** Document passage **
One or more textures, designs or surface images may then be unwrapped from the object 603. To unwrap one or more textures, designs, or images from the surface of the object, a portion of the image containing the object may be extracted and the background or other objects within the portion of the image may be removed to generate a model surface applique, e.g., in the form of one or more textures. The identity of the object recognized at 602 may be used to further refine the model for example a model shape identified from the object may be used to more accurately select the one or more textures, designs or surface images on the surface of the object.

Based on the identity of the object a virtual model from a database of virtual models of objects may be selected 604. The one or more neural networks may be trained based on the database of virtual models and as such the identity of the object may correspond to the identity of one of the objects within the database. Thus, the virtual model in the database with the identity corresponding to the identity of the object may be selected. User input 607 may optionally be used to select a different model from the database. Alternatively, in some implementations, user input may optionally be used to customize the virtual model. The object feature parameters may for example and without limitations, first be used to modify the model and then the user may be provided the option to further customize the model based on the modified feature parameters. Sliders or knobs may be used to customize the object feature parameters, with the determined object feature parameters values as the initial value for the knob or sliders before user customization. The graphical user interface may also present an image corresponding to the virtual body model, which may change in accordance with the user’s changes to the values of the object feature parameters using the sliders. After a virtual model has been chosen and optionally customized, a model surface applique maybe applied to the surface of the virtual model 605, e.g., using textures as discussed above. The model surface applique may be modified based on for example, the object feature parameters, to fit the model.

Once the virtual object model has had the model surface applique digitally applied to the model surface, it is finalized as shown at 606. Finalizing the virtual object model may include for example and without limitation applying the virtual object model to a virtual body model or avatar, generating image frames containing the virtual object model in a scene or similar. For example and without limitation, a virtual object model maybe a vase as shown in FIG. 5 and the virtual object model may be placed in a scene with a body model holding the vase.

FIG. 7 is a pictorial diagram of another method for image-based customization of a virtual object using object images according to an aspect of the present disclosure. In the implementation shown, one or more images 702 are taken of an object 701. Here, the object 701 is a pyramid.

** Task statement **
In two sentences, summarize the passage on customizing virtual objects from images.

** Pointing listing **
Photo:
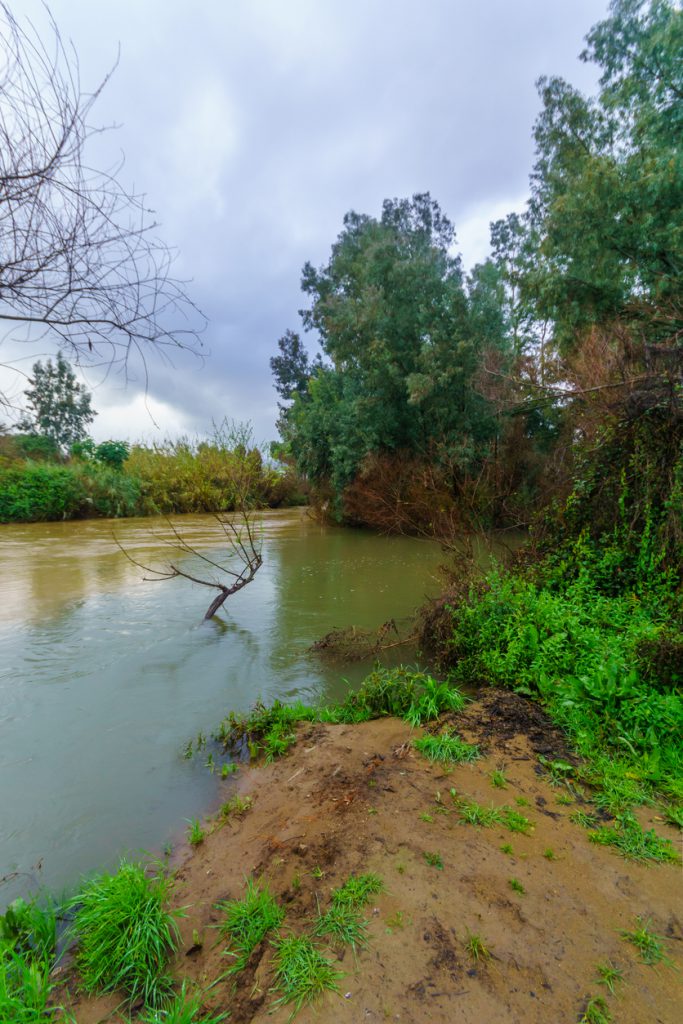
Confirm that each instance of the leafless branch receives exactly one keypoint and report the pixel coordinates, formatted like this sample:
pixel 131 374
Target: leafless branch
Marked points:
pixel 244 544
pixel 79 260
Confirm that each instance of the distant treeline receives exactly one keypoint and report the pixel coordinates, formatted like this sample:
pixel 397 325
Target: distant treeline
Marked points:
pixel 37 483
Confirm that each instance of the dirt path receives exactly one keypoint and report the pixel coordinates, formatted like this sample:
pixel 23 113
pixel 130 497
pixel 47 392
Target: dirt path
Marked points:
pixel 355 799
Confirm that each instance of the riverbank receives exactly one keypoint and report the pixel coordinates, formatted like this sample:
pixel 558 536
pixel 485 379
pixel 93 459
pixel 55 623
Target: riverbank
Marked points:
pixel 472 923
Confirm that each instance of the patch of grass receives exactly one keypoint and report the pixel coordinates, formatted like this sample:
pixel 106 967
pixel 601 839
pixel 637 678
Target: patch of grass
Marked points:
pixel 183 1009
pixel 648 944
pixel 584 819
pixel 476 948
pixel 26 989
pixel 514 821
pixel 608 975
pixel 126 934
pixel 476 814
pixel 237 807
pixel 302 973
pixel 357 891
pixel 633 842
pixel 344 925
pixel 447 749
pixel 597 1012
pixel 674 815
pixel 196 834
pixel 395 921
pixel 248 921
pixel 486 817
pixel 434 860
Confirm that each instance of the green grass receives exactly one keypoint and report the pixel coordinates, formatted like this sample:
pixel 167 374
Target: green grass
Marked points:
pixel 434 860
pixel 357 891
pixel 649 944
pixel 196 834
pixel 248 921
pixel 597 1012
pixel 236 807
pixel 634 843
pixel 344 925
pixel 182 1009
pixel 476 948
pixel 126 934
pixel 608 975
pixel 302 973
pixel 486 817
pixel 447 749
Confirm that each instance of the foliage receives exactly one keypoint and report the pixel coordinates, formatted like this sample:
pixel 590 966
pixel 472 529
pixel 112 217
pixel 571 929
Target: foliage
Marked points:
pixel 125 934
pixel 446 748
pixel 302 973
pixel 248 921
pixel 391 314
pixel 59 408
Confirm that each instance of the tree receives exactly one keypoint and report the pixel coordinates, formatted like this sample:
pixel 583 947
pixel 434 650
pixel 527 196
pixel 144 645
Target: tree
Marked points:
pixel 60 407
pixel 392 318
pixel 79 260
pixel 607 187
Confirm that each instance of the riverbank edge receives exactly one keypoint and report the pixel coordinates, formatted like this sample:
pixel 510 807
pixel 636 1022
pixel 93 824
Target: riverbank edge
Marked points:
pixel 344 781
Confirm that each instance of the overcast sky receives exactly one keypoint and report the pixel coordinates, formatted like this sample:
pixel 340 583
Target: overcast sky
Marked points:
pixel 254 125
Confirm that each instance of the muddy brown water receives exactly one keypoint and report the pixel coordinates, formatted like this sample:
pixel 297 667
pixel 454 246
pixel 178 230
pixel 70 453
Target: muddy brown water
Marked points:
pixel 103 677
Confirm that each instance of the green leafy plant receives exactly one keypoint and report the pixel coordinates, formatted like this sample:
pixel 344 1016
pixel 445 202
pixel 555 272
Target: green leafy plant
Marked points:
pixel 196 833
pixel 597 1012
pixel 608 975
pixel 248 921
pixel 476 947
pixel 446 748
pixel 302 973
pixel 649 944
pixel 433 859
pixel 126 934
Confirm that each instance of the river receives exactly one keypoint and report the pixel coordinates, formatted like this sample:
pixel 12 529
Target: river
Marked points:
pixel 103 677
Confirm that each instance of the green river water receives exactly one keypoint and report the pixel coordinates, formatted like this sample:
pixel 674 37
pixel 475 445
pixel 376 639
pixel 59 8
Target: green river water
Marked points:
pixel 103 677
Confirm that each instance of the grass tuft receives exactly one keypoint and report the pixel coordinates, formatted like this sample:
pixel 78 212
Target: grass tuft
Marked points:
pixel 648 944
pixel 357 891
pixel 248 921
pixel 126 934
pixel 447 748
pixel 302 973
pixel 633 842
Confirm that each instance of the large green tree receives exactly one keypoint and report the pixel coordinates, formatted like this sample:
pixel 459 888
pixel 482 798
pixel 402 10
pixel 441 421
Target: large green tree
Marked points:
pixel 58 408
pixel 607 187
pixel 391 313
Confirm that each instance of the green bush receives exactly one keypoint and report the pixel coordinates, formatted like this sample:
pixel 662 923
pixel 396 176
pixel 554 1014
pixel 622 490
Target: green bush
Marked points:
pixel 126 934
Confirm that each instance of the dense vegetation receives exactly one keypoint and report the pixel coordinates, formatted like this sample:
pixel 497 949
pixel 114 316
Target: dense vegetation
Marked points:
pixel 438 400
pixel 37 483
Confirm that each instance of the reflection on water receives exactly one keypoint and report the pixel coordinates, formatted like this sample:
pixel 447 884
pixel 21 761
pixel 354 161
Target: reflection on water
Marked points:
pixel 103 677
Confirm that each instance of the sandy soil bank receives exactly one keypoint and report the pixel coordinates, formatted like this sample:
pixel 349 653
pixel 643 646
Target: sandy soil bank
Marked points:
pixel 354 799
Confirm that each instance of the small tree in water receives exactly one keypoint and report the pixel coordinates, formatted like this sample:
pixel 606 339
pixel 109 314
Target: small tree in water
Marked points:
pixel 244 557
pixel 59 408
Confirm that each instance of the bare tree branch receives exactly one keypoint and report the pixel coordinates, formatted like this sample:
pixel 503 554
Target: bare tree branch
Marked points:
pixel 79 260
pixel 243 544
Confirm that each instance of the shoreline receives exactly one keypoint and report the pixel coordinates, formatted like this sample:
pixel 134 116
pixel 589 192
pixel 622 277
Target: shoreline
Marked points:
pixel 352 798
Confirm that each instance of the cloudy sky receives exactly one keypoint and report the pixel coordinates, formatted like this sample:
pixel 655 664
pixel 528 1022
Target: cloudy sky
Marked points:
pixel 254 125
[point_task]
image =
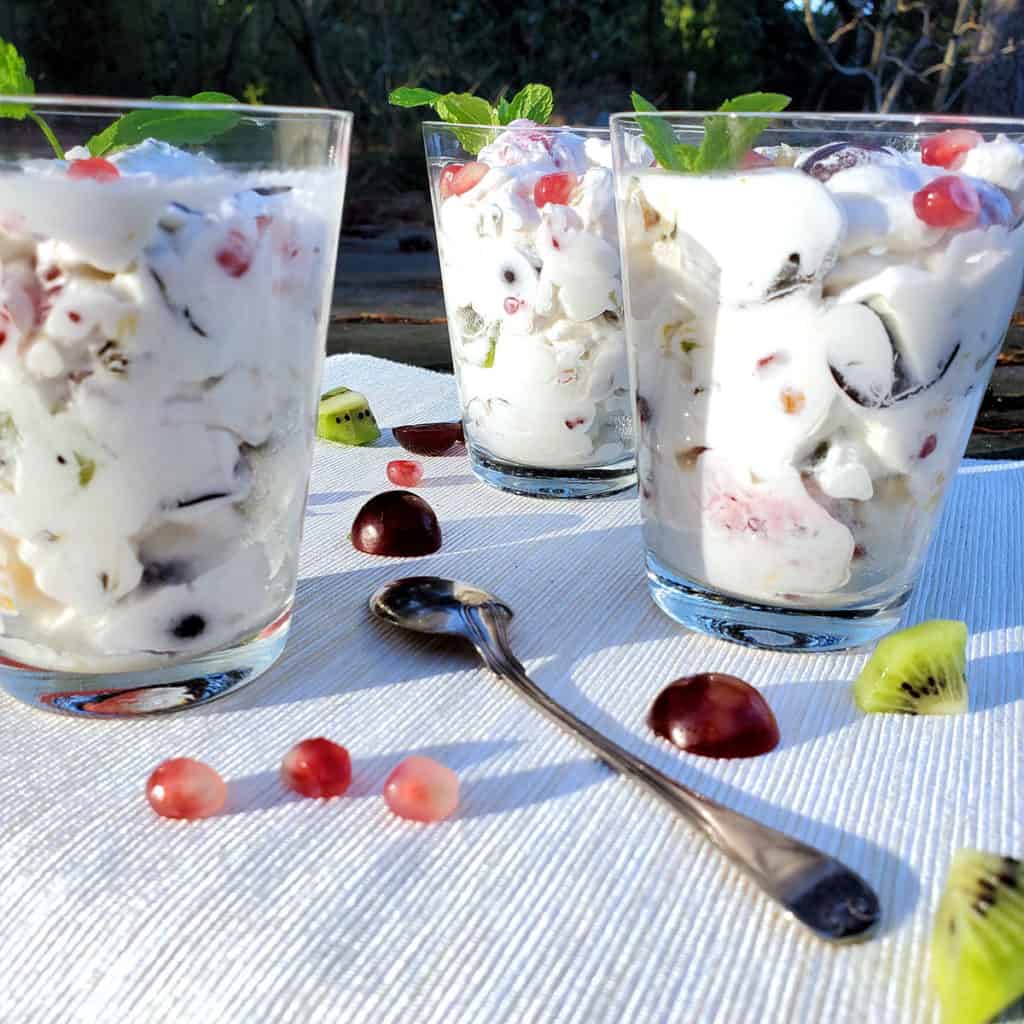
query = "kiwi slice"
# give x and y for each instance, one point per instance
(344, 417)
(978, 942)
(918, 671)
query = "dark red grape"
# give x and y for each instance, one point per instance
(716, 716)
(835, 157)
(429, 438)
(396, 523)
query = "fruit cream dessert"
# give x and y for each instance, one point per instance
(812, 338)
(161, 326)
(529, 259)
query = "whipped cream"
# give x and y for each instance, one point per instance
(534, 297)
(810, 356)
(160, 345)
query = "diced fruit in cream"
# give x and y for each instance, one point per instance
(162, 322)
(949, 147)
(532, 289)
(811, 346)
(947, 202)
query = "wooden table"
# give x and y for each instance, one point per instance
(388, 302)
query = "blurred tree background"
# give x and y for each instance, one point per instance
(827, 54)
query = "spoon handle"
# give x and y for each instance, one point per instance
(819, 891)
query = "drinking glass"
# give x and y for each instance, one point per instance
(811, 331)
(525, 224)
(163, 314)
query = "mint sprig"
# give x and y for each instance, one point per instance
(725, 141)
(532, 101)
(179, 127)
(14, 81)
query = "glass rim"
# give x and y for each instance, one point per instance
(85, 104)
(592, 129)
(909, 120)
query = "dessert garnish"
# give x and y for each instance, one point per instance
(345, 418)
(916, 671)
(396, 523)
(978, 940)
(422, 790)
(725, 142)
(715, 716)
(178, 127)
(532, 102)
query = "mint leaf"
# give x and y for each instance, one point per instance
(410, 96)
(14, 81)
(725, 139)
(532, 101)
(464, 108)
(180, 127)
(754, 102)
(658, 135)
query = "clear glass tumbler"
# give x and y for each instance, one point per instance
(525, 218)
(163, 313)
(811, 331)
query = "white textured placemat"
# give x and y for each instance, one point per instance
(558, 892)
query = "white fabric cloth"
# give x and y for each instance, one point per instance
(559, 892)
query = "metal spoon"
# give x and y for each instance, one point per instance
(818, 891)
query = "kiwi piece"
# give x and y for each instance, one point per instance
(978, 941)
(344, 417)
(918, 671)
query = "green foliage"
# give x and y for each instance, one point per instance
(14, 81)
(534, 101)
(179, 127)
(725, 139)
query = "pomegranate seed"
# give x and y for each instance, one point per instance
(753, 160)
(948, 147)
(554, 188)
(947, 202)
(404, 472)
(422, 790)
(95, 168)
(462, 178)
(448, 176)
(182, 787)
(236, 255)
(793, 400)
(316, 768)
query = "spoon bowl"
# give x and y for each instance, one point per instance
(819, 891)
(430, 604)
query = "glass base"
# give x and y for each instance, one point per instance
(152, 691)
(595, 482)
(761, 626)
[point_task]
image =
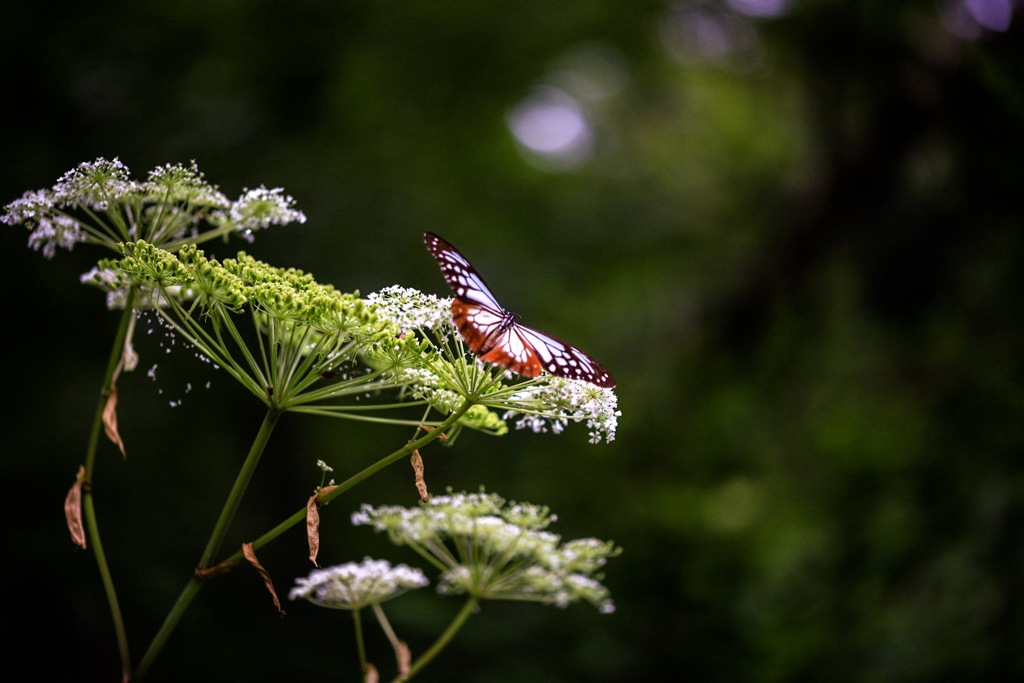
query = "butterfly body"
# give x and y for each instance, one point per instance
(493, 333)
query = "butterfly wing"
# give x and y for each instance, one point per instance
(493, 333)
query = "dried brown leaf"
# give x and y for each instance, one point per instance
(73, 509)
(421, 483)
(111, 420)
(312, 528)
(250, 555)
(403, 657)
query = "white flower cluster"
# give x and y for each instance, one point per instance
(261, 208)
(411, 309)
(497, 551)
(353, 586)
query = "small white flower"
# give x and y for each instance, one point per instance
(410, 309)
(497, 551)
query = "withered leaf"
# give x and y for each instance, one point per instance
(111, 420)
(421, 483)
(73, 509)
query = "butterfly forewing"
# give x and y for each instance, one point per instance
(493, 333)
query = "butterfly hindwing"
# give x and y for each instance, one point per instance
(493, 332)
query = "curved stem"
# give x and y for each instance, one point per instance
(357, 621)
(192, 588)
(213, 545)
(442, 640)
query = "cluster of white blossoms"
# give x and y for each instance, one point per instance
(410, 309)
(543, 403)
(555, 402)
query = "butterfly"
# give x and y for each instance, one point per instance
(493, 332)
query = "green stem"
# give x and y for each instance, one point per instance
(443, 640)
(357, 620)
(88, 507)
(213, 545)
(300, 515)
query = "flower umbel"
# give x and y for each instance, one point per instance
(354, 586)
(495, 550)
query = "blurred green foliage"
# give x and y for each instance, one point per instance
(795, 240)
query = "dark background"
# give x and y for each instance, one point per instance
(795, 239)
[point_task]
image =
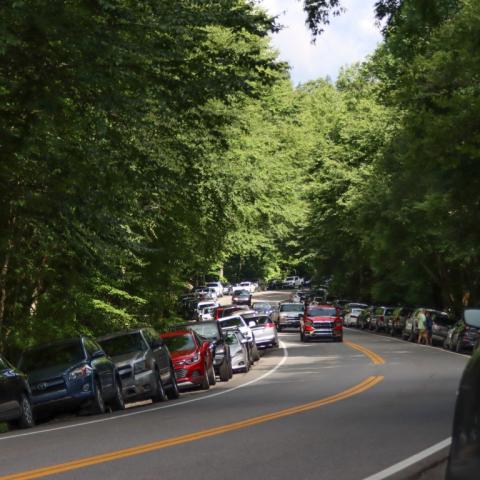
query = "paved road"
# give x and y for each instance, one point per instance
(307, 411)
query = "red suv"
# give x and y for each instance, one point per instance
(321, 321)
(192, 359)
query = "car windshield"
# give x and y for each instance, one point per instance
(123, 344)
(472, 317)
(291, 307)
(242, 293)
(48, 356)
(232, 322)
(322, 312)
(178, 343)
(206, 330)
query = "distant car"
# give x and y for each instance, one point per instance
(465, 334)
(211, 331)
(242, 297)
(72, 374)
(380, 318)
(464, 460)
(237, 343)
(15, 397)
(144, 364)
(250, 286)
(396, 322)
(321, 322)
(217, 286)
(351, 317)
(288, 315)
(236, 322)
(293, 282)
(192, 359)
(267, 309)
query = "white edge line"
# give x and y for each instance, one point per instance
(398, 467)
(149, 410)
(395, 339)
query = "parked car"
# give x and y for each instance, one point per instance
(380, 318)
(293, 282)
(321, 322)
(242, 297)
(465, 334)
(237, 343)
(266, 308)
(263, 328)
(288, 315)
(72, 375)
(363, 320)
(250, 286)
(396, 321)
(464, 460)
(217, 286)
(15, 397)
(212, 331)
(192, 359)
(236, 322)
(144, 364)
(351, 317)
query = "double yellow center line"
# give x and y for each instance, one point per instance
(368, 383)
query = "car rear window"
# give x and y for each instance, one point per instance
(322, 312)
(123, 344)
(180, 342)
(51, 356)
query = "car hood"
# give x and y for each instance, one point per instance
(182, 354)
(127, 358)
(51, 372)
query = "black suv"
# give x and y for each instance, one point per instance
(71, 375)
(15, 397)
(211, 331)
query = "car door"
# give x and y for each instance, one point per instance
(159, 351)
(9, 391)
(102, 365)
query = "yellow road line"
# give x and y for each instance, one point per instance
(170, 442)
(374, 357)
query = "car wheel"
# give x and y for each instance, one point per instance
(118, 403)
(26, 419)
(211, 376)
(224, 371)
(159, 395)
(173, 391)
(98, 404)
(205, 385)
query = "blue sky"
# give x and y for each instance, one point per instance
(348, 38)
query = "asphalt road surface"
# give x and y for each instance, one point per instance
(306, 411)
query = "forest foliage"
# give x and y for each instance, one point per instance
(144, 145)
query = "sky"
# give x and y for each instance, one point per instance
(348, 39)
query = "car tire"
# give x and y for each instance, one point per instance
(224, 371)
(27, 418)
(173, 392)
(118, 402)
(160, 394)
(211, 376)
(98, 404)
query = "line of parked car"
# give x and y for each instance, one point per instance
(93, 376)
(456, 334)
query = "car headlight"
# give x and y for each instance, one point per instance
(80, 372)
(140, 367)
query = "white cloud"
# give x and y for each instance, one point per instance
(348, 38)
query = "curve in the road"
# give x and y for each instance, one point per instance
(366, 384)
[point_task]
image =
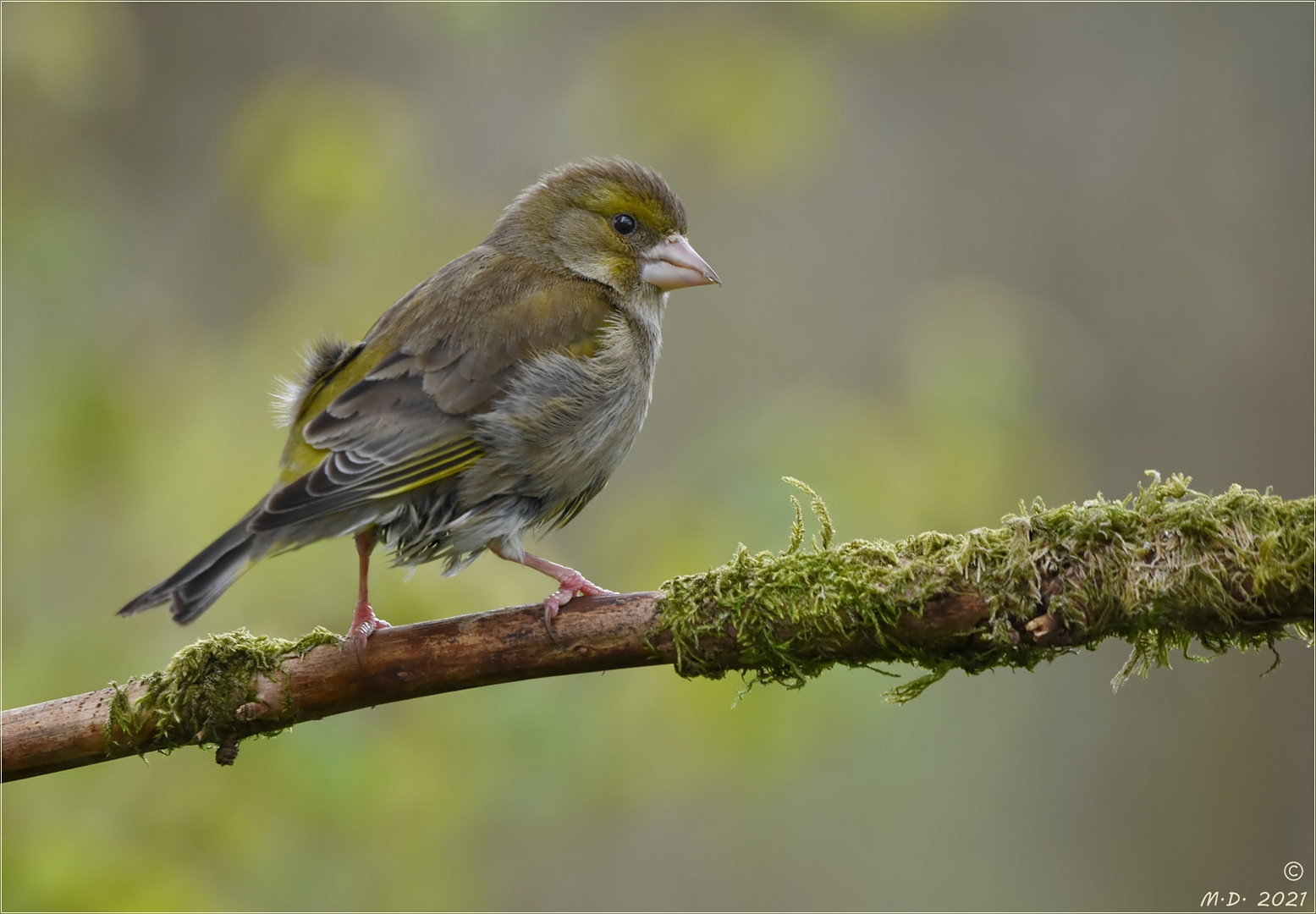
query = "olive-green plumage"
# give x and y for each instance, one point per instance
(497, 396)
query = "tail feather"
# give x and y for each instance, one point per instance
(192, 588)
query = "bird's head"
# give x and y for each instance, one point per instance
(608, 220)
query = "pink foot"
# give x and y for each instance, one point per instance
(573, 586)
(363, 624)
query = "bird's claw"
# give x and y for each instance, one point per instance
(573, 586)
(363, 625)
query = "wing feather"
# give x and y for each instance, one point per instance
(395, 417)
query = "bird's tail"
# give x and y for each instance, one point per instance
(192, 588)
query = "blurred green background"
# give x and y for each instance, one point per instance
(972, 254)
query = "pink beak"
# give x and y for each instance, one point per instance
(674, 265)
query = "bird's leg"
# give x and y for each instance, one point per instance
(363, 621)
(571, 581)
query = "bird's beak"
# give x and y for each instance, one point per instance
(674, 265)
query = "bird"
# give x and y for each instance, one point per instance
(491, 401)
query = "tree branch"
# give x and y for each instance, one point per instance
(1159, 570)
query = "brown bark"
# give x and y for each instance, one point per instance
(408, 662)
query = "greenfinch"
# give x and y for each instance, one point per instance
(493, 399)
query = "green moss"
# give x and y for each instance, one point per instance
(1159, 569)
(195, 698)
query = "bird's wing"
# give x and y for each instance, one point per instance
(394, 416)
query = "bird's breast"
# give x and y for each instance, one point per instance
(566, 422)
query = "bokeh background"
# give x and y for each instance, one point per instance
(972, 254)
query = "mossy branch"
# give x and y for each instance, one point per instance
(1159, 569)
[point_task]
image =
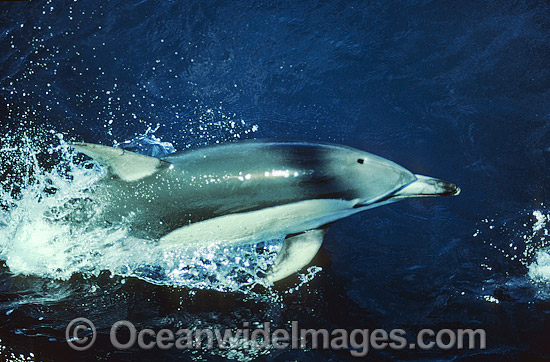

** Full response **
Textures, designs, or surface images are unwrapped from an object in an image to make a model surface applique, and the object's identity is used to select a matching virtual model from a database, which the user may swap or customize with sliders or knobs. The applique is then applied to the chosen model and fitted to it, and the model is finalized, for example by placing it in a scene with a body model or avatar.